**Task details**
In the lines below, swap every occurrence of "wall" for "facade". Write out all the lines again with nothing else changed.

Collected data
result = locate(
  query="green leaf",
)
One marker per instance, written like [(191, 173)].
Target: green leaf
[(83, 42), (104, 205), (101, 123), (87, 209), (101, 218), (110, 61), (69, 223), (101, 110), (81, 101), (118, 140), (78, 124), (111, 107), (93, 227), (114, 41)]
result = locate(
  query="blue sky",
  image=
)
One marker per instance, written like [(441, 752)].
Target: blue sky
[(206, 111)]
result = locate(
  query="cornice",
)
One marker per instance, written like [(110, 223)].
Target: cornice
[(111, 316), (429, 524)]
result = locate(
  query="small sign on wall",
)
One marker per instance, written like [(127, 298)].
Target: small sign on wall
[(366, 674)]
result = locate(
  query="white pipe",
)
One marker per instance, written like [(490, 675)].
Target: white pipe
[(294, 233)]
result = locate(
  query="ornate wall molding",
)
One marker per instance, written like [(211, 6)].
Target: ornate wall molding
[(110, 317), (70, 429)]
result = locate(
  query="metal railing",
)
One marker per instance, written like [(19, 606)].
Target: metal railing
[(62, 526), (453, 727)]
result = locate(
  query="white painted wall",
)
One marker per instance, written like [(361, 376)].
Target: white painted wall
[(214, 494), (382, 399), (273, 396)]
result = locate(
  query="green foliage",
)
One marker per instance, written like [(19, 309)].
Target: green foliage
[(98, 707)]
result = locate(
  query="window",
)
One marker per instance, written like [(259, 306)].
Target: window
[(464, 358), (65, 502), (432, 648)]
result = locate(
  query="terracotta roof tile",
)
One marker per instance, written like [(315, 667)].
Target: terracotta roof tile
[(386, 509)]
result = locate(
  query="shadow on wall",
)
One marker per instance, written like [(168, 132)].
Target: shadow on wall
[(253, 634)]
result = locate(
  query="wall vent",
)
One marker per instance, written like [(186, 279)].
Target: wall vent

**Output for this task**
result = locate(
  query="green leaf",
)
One marker per instance, written like [(191, 173)].
Target: green leaf
[(83, 42), (104, 205), (101, 123), (87, 209), (101, 218), (110, 61), (69, 223), (101, 110), (81, 101), (118, 140), (78, 124), (111, 107), (93, 227), (114, 41)]
result = locate(
  query="blue sky",
  image=
)
One marker per instance, written like [(441, 752)].
Target: blue sky
[(206, 111)]
result = locate(
  query="cornice",
)
One marker per instance, written like [(110, 223)].
Target: cornice
[(111, 316), (429, 524)]
result = locate(
  query="small sign on facade",
)
One marker per instance, written like [(127, 298)].
Target: small sign on facade
[(366, 674)]
result = locate(
  query="white pipe",
)
One marker per instance, written like [(490, 675)].
Target: white pipe
[(294, 233)]
result = locate(
  query="ornate facade molding",
)
One marker per instance, written like [(211, 6)].
Target: ornate facade molding
[(110, 317), (70, 429)]
result = locate(
  query="metal railing",
)
One marker per instance, written like [(19, 606)].
Target: metal railing
[(62, 526), (453, 727)]
result = locate(
  query="white painted facade",
)
One marker per instance, written like [(361, 376)].
Target: white painted facade
[(214, 494), (382, 399), (273, 396)]
result = locate(
  query="green foliage",
)
One marker per instance, written like [(19, 309)].
Target: green foliage
[(98, 707)]
result = locate(
  query="window",
)
One marker per instance, written like [(259, 306)].
Target: window
[(464, 358), (65, 502), (432, 648)]
result = locate(
  query="terracotta roof tile",
)
One marker per instance, written like [(315, 667)].
Target: terracotta roof tile
[(386, 509)]
result = locate(
  query="shadow on facade",
)
One marker per instance, written like [(168, 132)].
Target: shadow on facade
[(253, 634)]
result = locate(
  query="facade vent",
)
One marker per instance, written like [(186, 279)].
Target: facade vent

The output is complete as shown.